> [What you need to do]
Identify every line of the material below that contains the string "dark", and copy each of those lines in full. Case counts when matching.

> [Dataset content]
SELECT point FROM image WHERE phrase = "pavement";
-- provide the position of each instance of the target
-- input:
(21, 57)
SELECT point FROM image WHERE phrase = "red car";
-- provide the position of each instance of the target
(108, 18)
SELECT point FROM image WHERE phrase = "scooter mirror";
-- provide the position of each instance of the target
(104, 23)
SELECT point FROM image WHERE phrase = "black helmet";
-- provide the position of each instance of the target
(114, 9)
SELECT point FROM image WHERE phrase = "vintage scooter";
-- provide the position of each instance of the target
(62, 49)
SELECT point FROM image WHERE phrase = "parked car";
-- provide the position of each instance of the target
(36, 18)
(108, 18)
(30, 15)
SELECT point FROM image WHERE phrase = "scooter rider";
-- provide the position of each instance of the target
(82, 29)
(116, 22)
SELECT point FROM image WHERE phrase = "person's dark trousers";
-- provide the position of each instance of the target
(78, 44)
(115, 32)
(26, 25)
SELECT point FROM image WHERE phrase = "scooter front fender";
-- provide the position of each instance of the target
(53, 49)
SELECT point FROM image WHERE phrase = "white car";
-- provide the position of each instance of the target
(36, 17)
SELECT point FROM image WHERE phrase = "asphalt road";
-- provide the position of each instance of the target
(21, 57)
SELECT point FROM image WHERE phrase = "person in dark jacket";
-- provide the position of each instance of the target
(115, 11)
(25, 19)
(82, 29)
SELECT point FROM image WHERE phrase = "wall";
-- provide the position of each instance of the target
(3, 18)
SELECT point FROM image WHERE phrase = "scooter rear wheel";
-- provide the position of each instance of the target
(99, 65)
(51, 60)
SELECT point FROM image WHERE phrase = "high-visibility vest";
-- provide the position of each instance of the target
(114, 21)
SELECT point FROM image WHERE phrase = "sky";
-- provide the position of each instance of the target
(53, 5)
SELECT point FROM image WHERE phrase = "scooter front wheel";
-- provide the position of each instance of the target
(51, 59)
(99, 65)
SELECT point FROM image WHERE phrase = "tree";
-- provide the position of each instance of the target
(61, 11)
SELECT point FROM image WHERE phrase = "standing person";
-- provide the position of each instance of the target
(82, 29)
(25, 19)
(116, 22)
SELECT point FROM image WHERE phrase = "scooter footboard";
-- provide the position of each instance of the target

> [Written response]
SELECT point FROM image WHERE phrase = "person's dark trousers";
SELECT point FROM image WHERE phrase = "person in dark jacket";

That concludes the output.